→ **Set exercise**
Rewrite the following lines, swapping "top-left corner" for "upper-left corner" wherever it occurs and leaving everything else unchanged.

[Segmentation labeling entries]

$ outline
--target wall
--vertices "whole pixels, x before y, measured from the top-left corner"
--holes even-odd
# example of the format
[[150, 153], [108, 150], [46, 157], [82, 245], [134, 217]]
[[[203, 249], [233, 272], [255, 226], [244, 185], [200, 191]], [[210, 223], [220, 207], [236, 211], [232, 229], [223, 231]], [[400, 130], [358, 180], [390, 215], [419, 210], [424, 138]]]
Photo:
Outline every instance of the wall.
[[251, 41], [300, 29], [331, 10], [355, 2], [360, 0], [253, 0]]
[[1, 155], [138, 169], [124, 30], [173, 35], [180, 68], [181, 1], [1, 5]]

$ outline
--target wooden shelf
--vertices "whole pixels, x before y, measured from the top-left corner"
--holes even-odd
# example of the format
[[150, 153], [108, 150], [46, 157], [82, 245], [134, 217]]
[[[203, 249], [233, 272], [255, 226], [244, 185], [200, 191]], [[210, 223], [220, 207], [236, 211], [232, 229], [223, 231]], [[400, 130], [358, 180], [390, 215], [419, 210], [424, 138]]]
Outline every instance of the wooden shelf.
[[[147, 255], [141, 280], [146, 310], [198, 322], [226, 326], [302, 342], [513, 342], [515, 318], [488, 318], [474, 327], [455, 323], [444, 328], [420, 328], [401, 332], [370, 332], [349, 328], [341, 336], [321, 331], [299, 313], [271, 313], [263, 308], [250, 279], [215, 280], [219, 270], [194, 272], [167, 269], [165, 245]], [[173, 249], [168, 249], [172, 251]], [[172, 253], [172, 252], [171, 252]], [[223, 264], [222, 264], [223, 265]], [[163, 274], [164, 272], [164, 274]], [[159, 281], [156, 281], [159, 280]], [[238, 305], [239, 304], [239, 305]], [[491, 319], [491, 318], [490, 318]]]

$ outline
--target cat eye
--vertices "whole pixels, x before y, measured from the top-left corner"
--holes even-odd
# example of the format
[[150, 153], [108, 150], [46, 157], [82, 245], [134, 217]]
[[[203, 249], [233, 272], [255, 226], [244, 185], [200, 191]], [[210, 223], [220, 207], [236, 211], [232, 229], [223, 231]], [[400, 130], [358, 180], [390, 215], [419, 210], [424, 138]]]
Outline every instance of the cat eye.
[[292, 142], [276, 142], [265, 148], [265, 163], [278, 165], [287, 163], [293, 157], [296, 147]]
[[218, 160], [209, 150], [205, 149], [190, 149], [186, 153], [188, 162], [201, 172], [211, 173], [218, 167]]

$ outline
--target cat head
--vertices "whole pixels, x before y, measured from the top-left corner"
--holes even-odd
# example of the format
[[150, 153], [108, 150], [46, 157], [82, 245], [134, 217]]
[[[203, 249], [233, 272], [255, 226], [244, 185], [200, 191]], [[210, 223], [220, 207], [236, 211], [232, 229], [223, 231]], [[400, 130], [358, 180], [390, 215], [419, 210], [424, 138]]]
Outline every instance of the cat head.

→ **Task output**
$ outline
--target wall
--vertices "whole pixels, x before y, measured from the upper-left corner"
--holes even-odd
# example of the format
[[150, 153], [108, 150], [46, 157], [82, 245], [134, 217]]
[[[203, 249], [233, 272], [255, 226], [244, 185], [200, 191]], [[210, 223], [220, 207], [236, 211], [232, 229], [223, 231]], [[400, 130], [358, 180], [390, 215], [419, 210], [424, 138]]]
Photo:
Outline every instance of the wall.
[[251, 41], [300, 29], [331, 10], [355, 2], [360, 0], [253, 0]]
[[1, 155], [138, 169], [124, 30], [173, 35], [180, 68], [181, 1], [1, 5]]

$ outline
--target wooden shelf
--vertices "whole pixels, x before y, measured from the upper-left corner"
--holes even-odd
# example of the format
[[150, 153], [108, 150], [46, 157], [82, 245], [134, 217]]
[[[203, 249], [233, 272], [255, 226], [244, 185], [200, 191]], [[210, 223], [220, 207], [236, 211], [232, 229], [223, 231]], [[400, 130], [358, 180], [390, 215], [419, 210], [424, 138]]]
Outline every instance of the wooden shelf.
[[[147, 255], [141, 280], [146, 310], [198, 322], [226, 326], [302, 342], [513, 342], [515, 318], [488, 318], [474, 327], [455, 323], [444, 328], [420, 328], [401, 332], [370, 332], [349, 328], [341, 336], [321, 331], [299, 313], [271, 313], [263, 308], [250, 279], [215, 280], [219, 270], [194, 272], [167, 269], [165, 245]], [[173, 249], [168, 249], [172, 251]], [[172, 253], [172, 252], [171, 252]], [[223, 264], [222, 264], [223, 265]], [[163, 274], [164, 272], [164, 274]], [[159, 281], [156, 281], [159, 280]], [[238, 305], [239, 304], [239, 305]], [[491, 319], [491, 318], [490, 318]]]

$ outline
--target cat eye
--vertices "whole pixels, x before y, measured from the upper-left corner"
--holes even-odd
# example of the format
[[150, 153], [108, 150], [46, 157], [82, 245], [134, 217]]
[[[203, 249], [233, 272], [255, 226], [244, 185], [200, 191]], [[210, 223], [220, 207], [236, 211], [232, 229], [223, 231]], [[400, 130], [358, 180], [390, 215], [419, 210], [424, 138]]]
Outline every instance of the cat eye.
[[292, 142], [276, 142], [265, 148], [265, 163], [278, 165], [287, 163], [293, 157], [296, 147]]
[[218, 160], [209, 150], [205, 149], [190, 149], [186, 153], [188, 162], [201, 172], [211, 173], [218, 167]]

$ outline
--target cat head
--vertices "whole pixels, x before y, measured from the upper-left corner"
--holes even-odd
# example of the format
[[150, 153], [108, 150], [46, 157], [82, 245], [134, 217]]
[[[203, 249], [233, 272], [255, 226], [244, 185], [200, 191]], [[210, 223], [220, 207], [236, 211], [232, 229], [223, 231]], [[400, 130], [358, 180], [390, 215], [419, 210], [424, 138]]]
Outline every instance of the cat head.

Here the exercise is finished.